Material for this task »
========================
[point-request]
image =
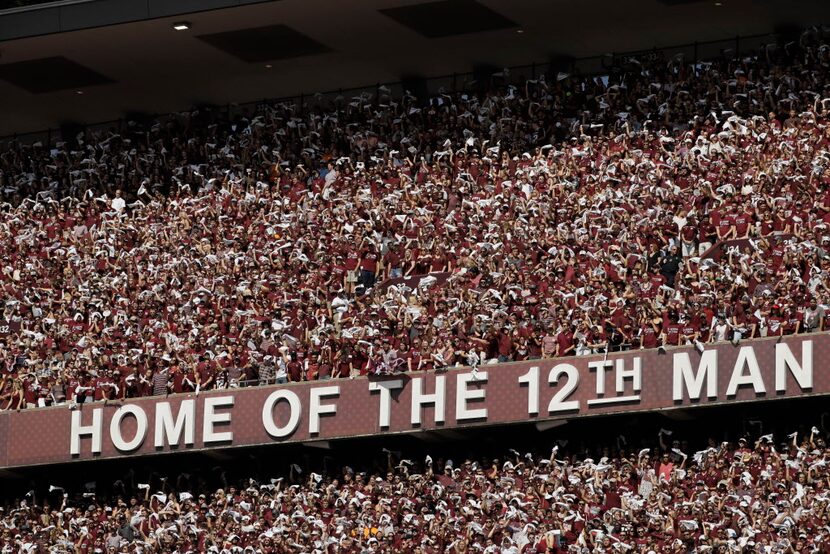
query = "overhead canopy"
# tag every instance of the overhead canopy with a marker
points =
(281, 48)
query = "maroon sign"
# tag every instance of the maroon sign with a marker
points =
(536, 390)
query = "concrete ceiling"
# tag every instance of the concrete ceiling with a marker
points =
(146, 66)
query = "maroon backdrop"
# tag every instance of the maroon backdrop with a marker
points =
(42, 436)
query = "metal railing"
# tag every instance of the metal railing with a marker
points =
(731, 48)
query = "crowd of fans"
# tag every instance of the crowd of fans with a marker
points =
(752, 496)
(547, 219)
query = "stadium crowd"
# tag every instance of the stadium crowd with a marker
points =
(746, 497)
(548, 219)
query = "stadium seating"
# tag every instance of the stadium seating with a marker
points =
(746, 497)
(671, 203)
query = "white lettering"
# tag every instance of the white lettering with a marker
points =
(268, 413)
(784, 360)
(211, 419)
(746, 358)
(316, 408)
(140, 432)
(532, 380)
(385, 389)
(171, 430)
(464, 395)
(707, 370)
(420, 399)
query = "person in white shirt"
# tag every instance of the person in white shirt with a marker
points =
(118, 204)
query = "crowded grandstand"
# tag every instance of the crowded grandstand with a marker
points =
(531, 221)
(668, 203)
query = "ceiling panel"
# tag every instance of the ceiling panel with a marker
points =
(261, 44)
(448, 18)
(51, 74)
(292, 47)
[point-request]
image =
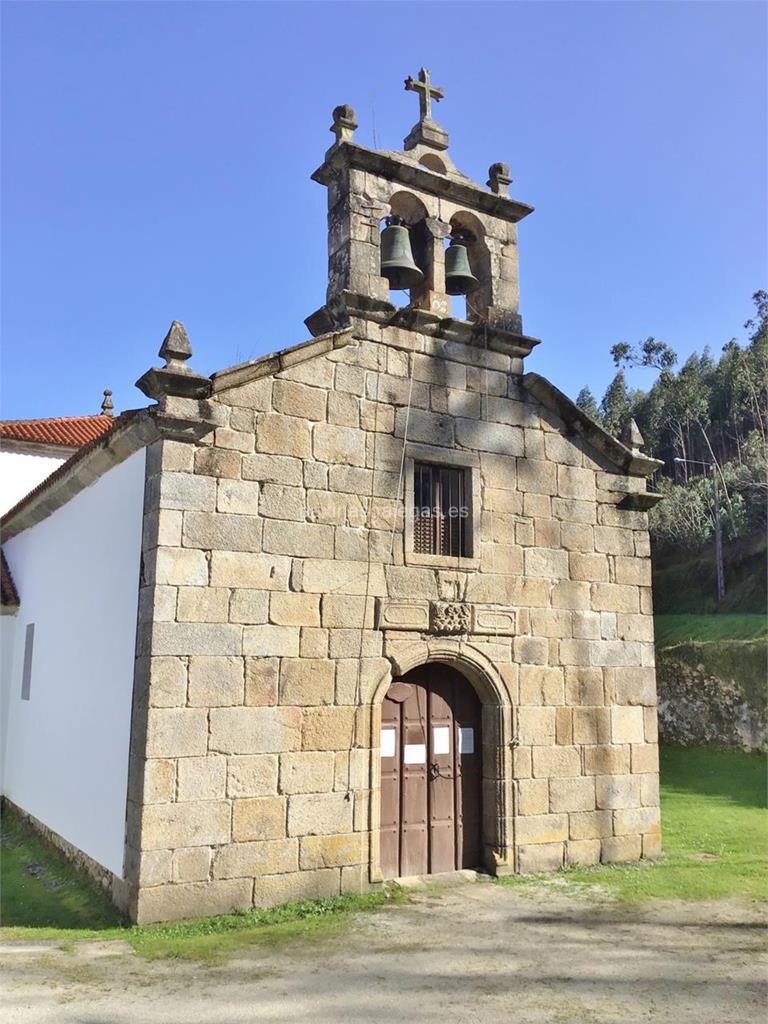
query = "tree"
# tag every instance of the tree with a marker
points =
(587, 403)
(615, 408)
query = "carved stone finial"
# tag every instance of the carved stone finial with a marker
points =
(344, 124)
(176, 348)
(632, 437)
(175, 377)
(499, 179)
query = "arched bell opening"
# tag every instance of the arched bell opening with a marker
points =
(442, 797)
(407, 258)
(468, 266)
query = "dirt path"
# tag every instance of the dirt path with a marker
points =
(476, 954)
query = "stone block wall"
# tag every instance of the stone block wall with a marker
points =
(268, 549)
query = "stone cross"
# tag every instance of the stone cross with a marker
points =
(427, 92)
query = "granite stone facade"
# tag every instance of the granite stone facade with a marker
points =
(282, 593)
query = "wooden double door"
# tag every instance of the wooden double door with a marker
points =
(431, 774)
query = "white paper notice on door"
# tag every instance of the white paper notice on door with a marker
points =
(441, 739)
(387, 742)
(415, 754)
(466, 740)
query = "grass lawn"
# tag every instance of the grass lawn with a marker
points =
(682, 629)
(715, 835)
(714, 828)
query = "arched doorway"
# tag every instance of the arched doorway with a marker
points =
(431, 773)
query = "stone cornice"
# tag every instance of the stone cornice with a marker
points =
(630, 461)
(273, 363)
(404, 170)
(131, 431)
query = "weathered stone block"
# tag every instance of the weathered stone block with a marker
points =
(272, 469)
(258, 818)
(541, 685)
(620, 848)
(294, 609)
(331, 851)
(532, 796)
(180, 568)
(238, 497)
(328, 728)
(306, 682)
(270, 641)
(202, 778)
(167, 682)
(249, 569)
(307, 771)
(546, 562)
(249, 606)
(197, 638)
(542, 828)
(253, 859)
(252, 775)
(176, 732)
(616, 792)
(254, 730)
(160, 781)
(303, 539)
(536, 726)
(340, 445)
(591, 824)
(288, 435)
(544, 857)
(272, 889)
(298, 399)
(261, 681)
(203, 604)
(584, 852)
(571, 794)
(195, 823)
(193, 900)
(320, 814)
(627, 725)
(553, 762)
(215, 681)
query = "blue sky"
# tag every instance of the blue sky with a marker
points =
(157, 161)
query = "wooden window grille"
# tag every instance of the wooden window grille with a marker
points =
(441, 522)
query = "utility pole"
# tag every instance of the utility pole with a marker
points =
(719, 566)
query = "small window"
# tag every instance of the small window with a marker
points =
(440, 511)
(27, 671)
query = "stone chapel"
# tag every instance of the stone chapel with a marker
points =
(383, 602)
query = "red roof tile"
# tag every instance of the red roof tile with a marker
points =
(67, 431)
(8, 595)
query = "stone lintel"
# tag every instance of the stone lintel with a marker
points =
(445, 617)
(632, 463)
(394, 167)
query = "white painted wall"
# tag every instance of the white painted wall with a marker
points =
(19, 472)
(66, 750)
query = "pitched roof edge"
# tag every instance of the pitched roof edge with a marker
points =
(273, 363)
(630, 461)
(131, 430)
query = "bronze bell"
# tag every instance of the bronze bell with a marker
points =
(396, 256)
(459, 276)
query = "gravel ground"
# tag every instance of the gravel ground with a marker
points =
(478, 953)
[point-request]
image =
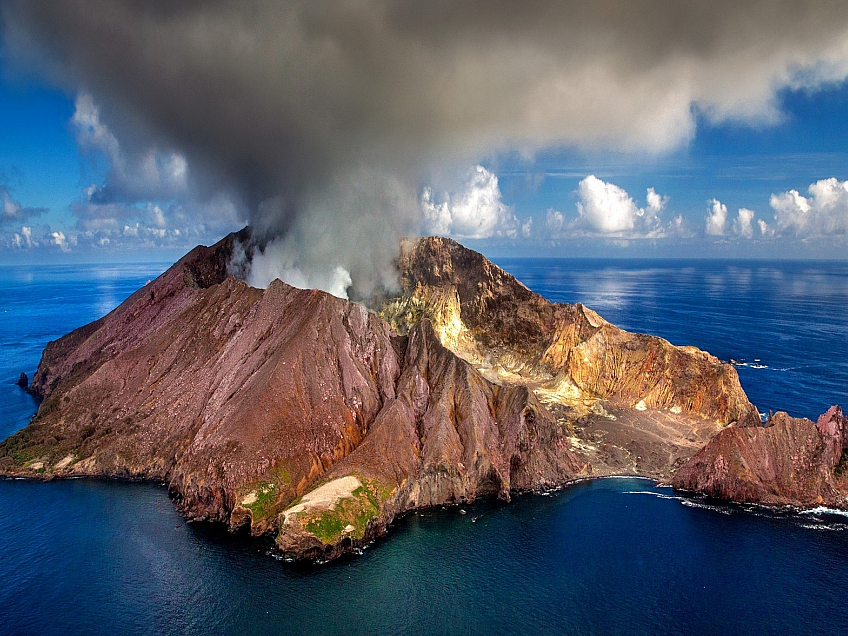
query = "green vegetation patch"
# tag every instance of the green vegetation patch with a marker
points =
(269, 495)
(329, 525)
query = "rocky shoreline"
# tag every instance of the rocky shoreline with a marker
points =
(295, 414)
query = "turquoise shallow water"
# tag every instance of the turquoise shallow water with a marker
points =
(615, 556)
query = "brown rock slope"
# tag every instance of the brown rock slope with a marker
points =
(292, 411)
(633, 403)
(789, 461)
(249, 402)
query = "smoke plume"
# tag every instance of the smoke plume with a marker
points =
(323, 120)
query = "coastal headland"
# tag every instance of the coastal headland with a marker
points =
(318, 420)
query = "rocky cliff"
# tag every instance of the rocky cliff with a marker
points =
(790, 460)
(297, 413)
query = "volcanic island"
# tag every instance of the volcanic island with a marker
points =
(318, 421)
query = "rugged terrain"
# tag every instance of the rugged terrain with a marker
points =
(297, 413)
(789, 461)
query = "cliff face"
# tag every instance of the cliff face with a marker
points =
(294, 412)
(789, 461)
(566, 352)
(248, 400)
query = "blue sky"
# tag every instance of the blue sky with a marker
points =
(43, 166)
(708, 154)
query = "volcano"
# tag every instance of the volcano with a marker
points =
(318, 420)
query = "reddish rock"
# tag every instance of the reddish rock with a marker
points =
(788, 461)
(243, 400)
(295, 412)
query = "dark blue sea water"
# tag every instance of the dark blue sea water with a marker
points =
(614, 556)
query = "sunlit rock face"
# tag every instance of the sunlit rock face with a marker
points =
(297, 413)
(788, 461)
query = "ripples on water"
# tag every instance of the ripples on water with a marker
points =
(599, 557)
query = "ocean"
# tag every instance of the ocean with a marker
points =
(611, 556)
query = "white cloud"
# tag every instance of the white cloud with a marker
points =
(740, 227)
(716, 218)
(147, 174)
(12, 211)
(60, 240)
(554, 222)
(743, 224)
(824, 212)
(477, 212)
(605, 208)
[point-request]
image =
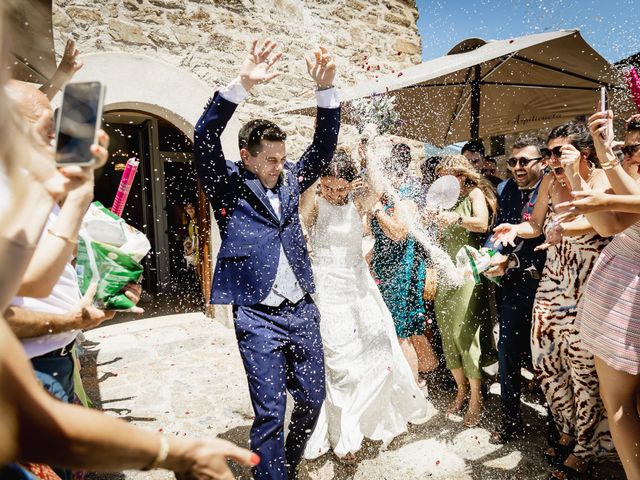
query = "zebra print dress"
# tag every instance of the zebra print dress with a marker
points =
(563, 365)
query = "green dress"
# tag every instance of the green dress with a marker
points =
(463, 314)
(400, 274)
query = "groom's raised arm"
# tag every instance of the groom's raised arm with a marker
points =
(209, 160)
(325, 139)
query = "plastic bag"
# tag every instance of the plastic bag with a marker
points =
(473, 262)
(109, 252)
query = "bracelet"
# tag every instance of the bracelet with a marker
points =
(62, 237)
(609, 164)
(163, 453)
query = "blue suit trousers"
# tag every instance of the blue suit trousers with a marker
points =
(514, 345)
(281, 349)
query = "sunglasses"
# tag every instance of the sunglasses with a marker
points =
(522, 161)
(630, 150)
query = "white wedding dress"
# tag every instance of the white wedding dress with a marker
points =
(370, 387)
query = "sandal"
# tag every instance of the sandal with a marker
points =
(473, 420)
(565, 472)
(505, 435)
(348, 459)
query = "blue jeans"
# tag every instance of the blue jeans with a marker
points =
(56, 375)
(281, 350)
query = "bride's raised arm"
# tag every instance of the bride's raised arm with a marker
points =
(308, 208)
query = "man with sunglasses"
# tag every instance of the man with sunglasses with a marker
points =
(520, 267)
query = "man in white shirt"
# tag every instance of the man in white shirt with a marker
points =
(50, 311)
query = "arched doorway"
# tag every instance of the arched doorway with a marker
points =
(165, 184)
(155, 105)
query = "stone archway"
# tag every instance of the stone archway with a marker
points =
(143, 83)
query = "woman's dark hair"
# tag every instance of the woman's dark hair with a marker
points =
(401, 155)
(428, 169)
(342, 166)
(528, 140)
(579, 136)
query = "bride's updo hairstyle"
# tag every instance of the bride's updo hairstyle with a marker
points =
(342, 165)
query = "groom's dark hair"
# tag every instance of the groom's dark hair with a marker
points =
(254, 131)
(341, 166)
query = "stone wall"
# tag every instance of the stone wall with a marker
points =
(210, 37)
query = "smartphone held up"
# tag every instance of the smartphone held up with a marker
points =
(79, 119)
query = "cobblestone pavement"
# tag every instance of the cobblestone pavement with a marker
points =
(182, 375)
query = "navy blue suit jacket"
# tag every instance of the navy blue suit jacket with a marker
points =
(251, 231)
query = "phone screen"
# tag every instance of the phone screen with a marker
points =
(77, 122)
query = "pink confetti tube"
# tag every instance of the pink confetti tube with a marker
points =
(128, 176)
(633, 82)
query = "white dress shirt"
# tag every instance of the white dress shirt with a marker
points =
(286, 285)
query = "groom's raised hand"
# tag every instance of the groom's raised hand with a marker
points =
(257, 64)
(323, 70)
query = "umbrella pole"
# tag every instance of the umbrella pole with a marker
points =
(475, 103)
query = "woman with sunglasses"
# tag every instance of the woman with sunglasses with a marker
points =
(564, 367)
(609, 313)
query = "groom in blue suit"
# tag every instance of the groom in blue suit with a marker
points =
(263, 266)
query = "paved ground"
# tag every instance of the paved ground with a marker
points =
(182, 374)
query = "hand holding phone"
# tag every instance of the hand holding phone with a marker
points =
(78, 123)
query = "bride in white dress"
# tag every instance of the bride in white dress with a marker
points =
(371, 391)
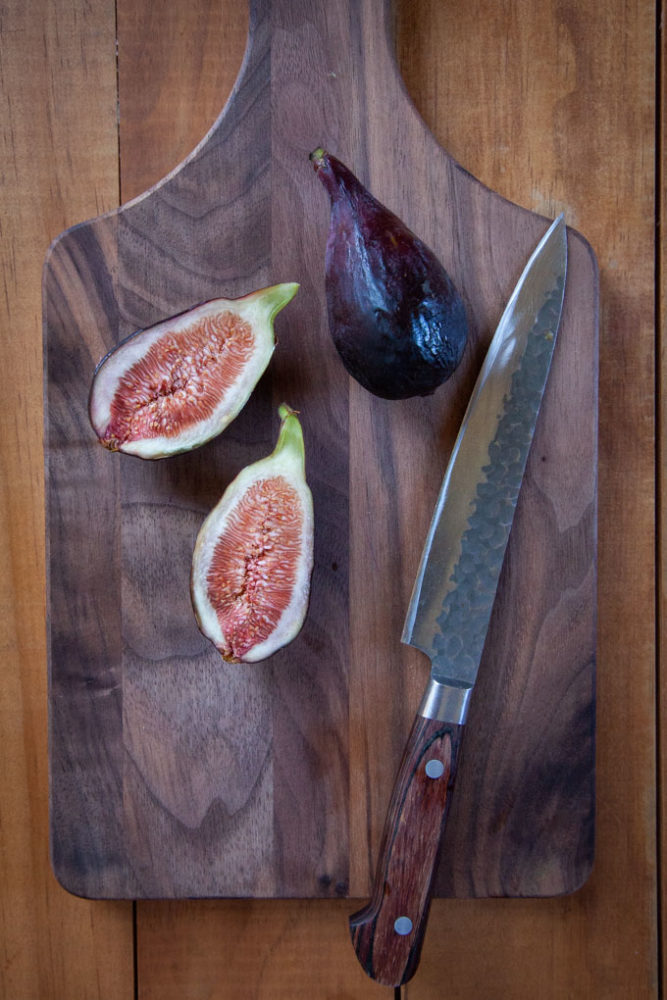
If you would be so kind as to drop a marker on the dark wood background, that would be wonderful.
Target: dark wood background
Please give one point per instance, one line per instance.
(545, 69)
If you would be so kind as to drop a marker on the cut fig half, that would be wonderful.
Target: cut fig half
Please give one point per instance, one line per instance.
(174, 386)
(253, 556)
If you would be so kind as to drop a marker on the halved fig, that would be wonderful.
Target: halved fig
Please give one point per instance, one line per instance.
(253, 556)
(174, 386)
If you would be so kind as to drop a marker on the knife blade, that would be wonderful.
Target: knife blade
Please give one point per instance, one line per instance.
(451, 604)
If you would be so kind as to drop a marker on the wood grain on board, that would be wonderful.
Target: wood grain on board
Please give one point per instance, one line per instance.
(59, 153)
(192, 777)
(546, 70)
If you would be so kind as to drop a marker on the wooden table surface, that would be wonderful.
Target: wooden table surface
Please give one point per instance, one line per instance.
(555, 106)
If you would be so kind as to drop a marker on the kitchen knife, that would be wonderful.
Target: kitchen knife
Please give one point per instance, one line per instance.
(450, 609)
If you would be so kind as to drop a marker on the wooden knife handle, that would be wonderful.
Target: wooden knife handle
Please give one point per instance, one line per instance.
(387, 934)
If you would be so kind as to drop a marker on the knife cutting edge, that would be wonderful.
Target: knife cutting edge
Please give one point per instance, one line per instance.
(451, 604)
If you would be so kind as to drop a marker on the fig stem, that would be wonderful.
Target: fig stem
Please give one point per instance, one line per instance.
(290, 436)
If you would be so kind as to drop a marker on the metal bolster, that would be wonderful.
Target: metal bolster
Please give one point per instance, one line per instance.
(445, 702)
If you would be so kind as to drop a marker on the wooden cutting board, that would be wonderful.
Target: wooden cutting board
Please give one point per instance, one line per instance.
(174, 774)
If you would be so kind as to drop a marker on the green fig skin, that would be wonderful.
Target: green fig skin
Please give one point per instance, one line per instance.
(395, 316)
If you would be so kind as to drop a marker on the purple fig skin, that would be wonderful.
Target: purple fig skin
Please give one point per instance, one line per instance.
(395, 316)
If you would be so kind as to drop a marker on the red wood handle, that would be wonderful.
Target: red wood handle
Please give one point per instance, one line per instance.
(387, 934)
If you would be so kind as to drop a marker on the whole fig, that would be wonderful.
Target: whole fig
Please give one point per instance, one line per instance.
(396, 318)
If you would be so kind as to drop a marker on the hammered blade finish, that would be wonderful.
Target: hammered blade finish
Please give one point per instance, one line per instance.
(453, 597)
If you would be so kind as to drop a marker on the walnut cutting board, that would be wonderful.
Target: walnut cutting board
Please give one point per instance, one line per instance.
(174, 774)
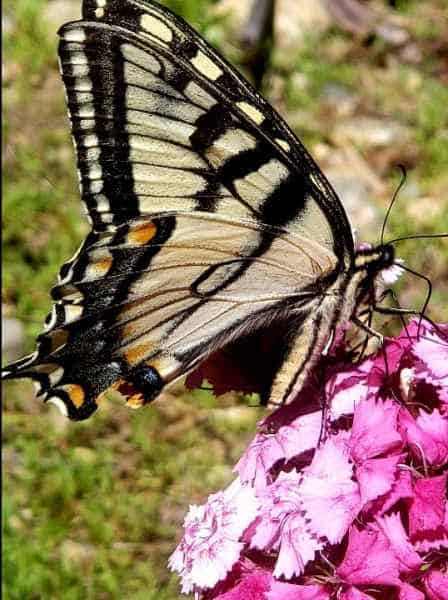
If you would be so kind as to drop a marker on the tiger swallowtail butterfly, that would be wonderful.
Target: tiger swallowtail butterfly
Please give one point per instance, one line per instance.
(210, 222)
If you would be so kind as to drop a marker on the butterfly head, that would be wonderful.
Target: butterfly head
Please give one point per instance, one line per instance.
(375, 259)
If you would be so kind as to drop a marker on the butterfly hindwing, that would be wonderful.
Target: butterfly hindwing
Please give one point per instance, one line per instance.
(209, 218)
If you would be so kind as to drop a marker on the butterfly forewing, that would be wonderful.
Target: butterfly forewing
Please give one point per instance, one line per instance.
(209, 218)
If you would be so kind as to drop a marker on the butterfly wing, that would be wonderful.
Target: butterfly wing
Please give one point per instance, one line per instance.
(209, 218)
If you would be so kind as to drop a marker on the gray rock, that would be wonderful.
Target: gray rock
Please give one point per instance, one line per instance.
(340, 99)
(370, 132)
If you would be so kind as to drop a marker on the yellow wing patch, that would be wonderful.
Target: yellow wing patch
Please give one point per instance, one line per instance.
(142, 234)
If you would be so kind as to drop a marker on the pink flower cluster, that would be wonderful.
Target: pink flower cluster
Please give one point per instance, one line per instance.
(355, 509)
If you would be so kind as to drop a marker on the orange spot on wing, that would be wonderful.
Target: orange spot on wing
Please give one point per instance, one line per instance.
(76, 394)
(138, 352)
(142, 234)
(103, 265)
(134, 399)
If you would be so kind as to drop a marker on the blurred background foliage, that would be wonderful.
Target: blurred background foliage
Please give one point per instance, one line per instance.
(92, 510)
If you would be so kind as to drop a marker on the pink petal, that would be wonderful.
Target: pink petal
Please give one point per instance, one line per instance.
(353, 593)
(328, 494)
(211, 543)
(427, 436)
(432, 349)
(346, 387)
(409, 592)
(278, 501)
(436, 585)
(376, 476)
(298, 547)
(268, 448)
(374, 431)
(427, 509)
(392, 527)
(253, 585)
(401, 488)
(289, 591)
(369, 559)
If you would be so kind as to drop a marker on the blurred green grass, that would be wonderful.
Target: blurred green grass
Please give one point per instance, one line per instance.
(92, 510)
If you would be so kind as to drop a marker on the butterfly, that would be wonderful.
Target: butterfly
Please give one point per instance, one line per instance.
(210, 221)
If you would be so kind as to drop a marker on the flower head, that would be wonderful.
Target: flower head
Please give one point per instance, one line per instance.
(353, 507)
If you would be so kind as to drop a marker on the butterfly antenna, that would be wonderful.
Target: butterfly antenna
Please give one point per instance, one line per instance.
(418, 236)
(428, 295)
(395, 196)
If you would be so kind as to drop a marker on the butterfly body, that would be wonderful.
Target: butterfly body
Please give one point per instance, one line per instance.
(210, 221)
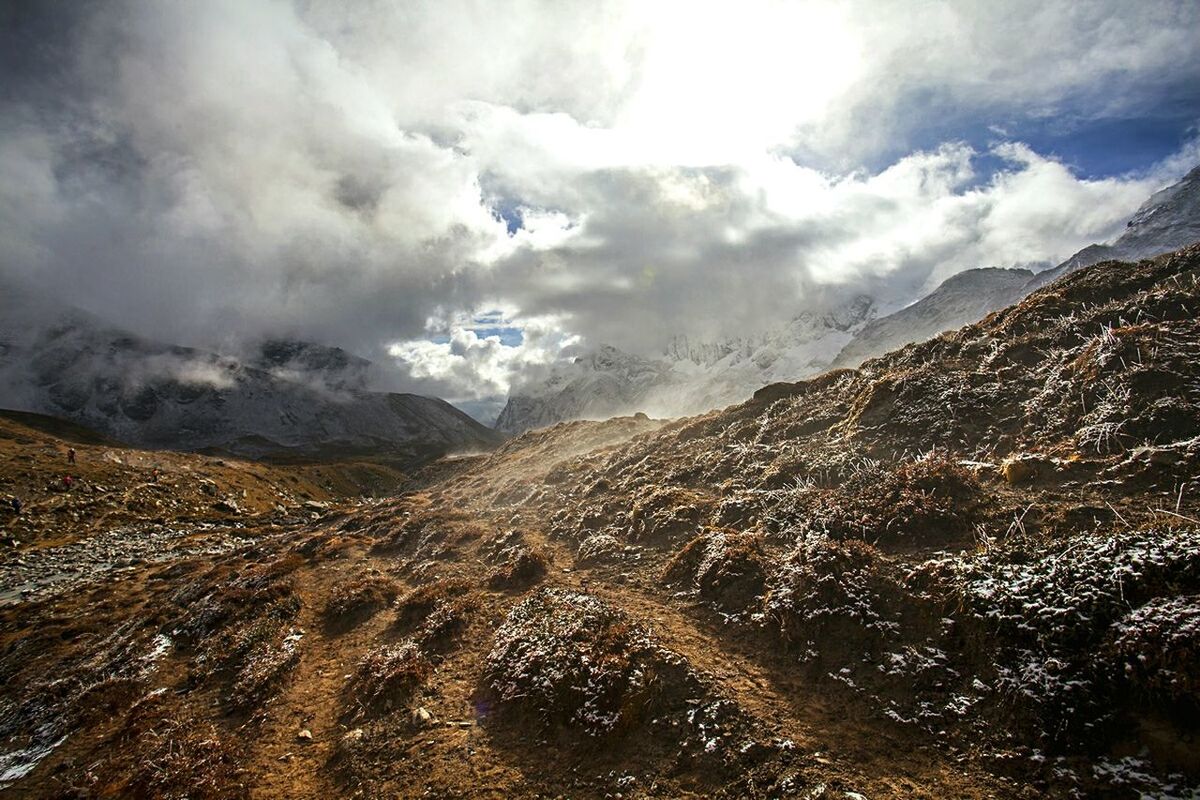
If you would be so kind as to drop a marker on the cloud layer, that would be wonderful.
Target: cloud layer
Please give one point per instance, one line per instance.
========================
What you are asked to do » Run a filter over the data above and keep each line that contains the word "railing".

Final answer »
query = "metal railing"
# tag every instance of the metal railing with a marker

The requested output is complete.